[TASK PROMPT]:
Reproduce every line of the items below that contains the string "floor".

[ENTRIES]:
####
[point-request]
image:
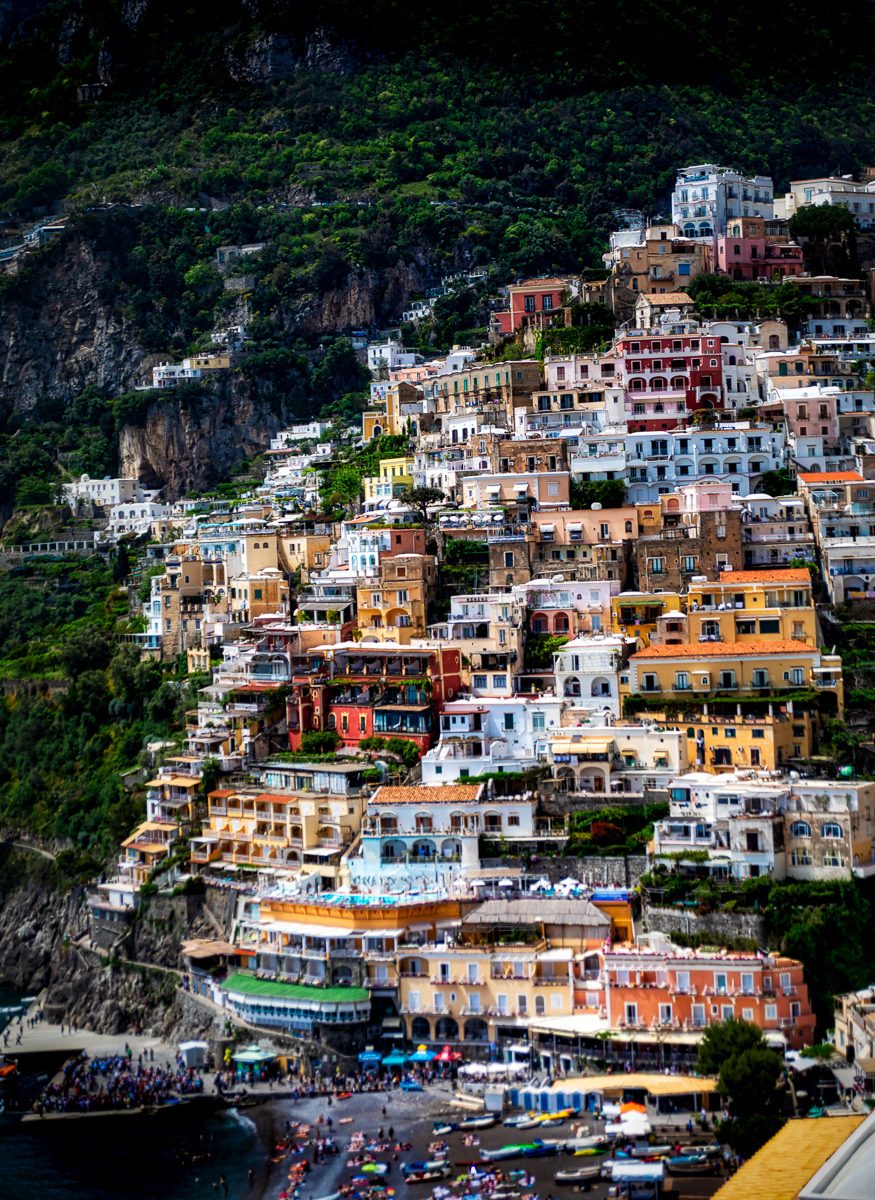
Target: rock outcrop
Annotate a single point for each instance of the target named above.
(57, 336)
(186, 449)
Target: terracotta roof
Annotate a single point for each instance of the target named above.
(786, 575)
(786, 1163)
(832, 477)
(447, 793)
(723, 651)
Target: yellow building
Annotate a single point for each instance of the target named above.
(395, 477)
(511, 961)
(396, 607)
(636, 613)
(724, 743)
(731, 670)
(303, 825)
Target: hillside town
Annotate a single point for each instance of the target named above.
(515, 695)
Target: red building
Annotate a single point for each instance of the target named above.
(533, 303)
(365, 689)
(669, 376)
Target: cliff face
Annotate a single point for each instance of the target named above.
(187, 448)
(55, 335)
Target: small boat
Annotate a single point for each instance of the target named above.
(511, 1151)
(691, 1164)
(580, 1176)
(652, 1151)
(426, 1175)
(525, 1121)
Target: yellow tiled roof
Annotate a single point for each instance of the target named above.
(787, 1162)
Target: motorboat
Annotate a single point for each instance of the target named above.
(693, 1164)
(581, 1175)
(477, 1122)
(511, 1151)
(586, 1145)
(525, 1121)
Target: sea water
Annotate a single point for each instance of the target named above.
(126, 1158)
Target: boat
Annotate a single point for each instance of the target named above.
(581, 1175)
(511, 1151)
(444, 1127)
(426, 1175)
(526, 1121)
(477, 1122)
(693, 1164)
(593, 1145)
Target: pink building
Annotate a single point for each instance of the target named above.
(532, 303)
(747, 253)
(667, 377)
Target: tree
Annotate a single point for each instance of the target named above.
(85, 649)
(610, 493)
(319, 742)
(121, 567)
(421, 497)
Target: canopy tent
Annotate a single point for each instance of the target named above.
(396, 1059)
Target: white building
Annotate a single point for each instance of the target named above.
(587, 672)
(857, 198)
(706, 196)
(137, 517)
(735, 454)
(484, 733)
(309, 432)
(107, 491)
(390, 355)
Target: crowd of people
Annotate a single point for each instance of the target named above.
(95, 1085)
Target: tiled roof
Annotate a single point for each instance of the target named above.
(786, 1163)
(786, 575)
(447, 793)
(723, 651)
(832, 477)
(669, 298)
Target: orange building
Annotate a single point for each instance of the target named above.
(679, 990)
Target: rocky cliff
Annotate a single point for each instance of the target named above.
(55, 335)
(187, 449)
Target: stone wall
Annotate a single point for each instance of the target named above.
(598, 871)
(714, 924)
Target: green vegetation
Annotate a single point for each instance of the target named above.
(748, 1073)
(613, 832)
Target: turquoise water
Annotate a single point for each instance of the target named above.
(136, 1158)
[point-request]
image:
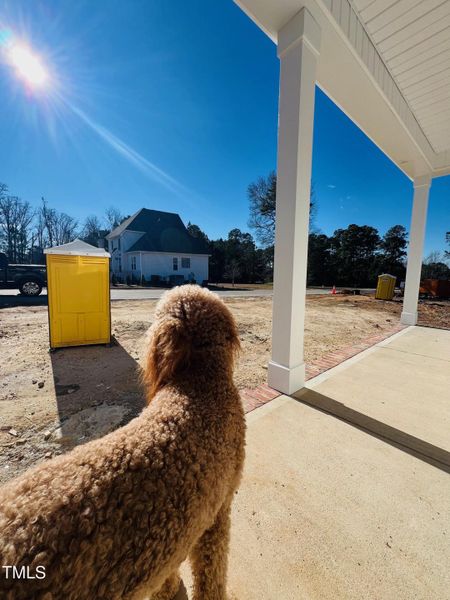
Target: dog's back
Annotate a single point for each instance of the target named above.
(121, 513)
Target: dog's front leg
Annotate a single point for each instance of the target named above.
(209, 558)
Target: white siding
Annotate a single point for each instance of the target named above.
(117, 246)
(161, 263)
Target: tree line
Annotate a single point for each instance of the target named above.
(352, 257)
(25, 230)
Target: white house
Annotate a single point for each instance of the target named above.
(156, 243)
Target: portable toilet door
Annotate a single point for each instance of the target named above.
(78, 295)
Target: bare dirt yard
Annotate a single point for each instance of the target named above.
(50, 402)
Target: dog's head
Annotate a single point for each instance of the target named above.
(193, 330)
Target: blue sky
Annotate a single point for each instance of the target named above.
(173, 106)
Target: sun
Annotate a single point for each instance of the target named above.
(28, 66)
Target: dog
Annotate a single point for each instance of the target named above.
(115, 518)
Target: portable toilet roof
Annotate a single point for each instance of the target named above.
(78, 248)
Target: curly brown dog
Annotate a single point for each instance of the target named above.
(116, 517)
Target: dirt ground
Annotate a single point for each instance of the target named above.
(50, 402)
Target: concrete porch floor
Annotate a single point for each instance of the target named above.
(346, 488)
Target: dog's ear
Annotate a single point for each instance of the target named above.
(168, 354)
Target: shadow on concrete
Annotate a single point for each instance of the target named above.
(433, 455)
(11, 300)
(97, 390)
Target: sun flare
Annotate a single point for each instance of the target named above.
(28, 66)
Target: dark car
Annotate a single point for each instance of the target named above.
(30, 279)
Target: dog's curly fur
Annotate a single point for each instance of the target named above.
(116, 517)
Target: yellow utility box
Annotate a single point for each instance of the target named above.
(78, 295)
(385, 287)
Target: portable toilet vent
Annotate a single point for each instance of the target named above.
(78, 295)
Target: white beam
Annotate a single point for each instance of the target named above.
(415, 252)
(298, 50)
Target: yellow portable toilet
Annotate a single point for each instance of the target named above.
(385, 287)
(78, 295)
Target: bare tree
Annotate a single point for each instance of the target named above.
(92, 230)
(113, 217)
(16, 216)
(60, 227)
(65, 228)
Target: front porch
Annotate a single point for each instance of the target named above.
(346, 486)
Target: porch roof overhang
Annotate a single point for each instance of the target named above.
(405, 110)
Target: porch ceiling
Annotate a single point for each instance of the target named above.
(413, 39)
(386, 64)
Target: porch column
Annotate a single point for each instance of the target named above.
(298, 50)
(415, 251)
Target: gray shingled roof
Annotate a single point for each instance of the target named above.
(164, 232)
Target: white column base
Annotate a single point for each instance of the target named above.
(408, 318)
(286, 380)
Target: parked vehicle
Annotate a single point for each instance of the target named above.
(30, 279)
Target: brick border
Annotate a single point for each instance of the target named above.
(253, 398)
####
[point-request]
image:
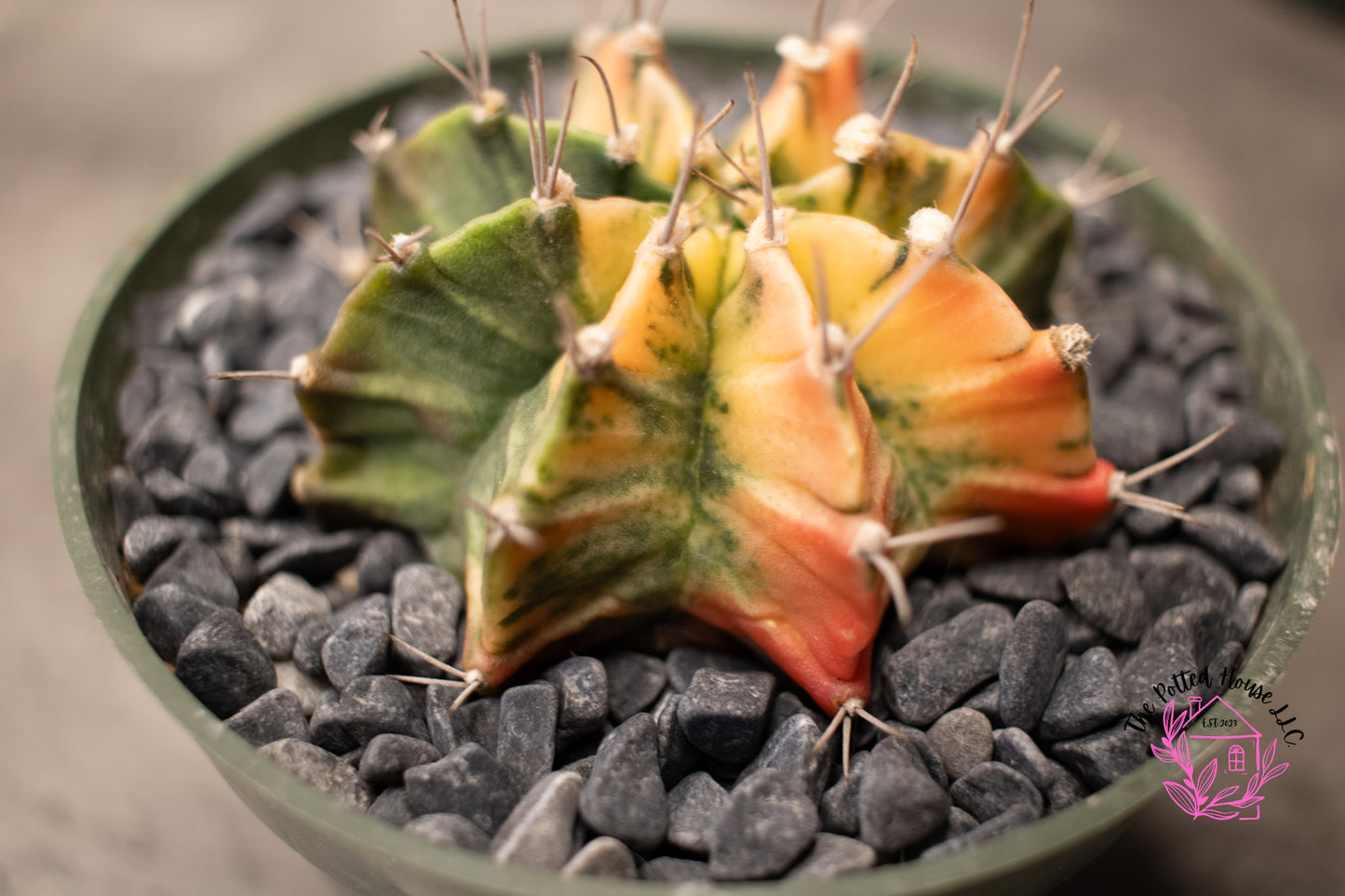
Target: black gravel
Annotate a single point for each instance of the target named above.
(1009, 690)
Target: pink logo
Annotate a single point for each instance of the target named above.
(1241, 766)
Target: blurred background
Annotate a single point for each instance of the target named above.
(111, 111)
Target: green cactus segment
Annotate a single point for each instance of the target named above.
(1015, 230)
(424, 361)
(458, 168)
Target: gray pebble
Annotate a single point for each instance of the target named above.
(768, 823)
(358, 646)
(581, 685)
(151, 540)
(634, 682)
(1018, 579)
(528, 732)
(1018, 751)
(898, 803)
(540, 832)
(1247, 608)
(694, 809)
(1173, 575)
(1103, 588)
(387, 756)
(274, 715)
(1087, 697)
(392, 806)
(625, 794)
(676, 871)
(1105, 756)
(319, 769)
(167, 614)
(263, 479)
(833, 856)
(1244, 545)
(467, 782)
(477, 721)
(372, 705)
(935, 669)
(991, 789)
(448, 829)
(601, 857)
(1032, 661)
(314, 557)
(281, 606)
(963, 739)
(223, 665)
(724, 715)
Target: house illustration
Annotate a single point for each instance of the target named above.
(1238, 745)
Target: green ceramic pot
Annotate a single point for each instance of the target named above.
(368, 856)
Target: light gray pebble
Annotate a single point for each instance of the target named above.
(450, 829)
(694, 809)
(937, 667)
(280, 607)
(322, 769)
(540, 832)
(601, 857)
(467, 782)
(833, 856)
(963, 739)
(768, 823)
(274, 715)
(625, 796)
####
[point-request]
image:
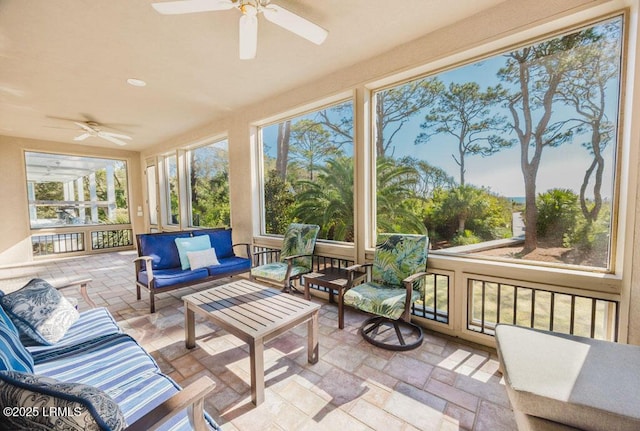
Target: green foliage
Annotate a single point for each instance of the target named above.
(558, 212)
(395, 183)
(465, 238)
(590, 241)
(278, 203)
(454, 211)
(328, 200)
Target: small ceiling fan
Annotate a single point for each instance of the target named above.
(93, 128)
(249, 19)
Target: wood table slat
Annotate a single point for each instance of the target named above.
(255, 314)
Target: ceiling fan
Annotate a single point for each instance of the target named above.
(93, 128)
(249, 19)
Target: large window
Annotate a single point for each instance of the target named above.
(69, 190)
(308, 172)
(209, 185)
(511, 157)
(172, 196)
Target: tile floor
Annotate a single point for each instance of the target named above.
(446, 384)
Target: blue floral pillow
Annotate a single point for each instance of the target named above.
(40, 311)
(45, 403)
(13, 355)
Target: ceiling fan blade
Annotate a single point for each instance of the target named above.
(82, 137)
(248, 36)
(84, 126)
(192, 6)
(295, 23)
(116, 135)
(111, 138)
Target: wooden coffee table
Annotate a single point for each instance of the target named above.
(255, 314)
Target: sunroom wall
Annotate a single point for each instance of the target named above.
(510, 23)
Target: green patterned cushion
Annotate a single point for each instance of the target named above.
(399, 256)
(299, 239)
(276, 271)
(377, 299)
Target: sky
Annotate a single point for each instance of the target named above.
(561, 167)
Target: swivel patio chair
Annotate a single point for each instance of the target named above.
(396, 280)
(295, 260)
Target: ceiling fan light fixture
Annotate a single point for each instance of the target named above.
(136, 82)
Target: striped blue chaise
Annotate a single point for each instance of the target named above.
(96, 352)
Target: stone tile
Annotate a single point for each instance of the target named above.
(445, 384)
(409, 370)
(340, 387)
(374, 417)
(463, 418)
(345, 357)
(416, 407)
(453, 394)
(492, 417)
####
[ANSWER TO THE EXERCISE]:
Target: concrete porch floor
Target: tile floor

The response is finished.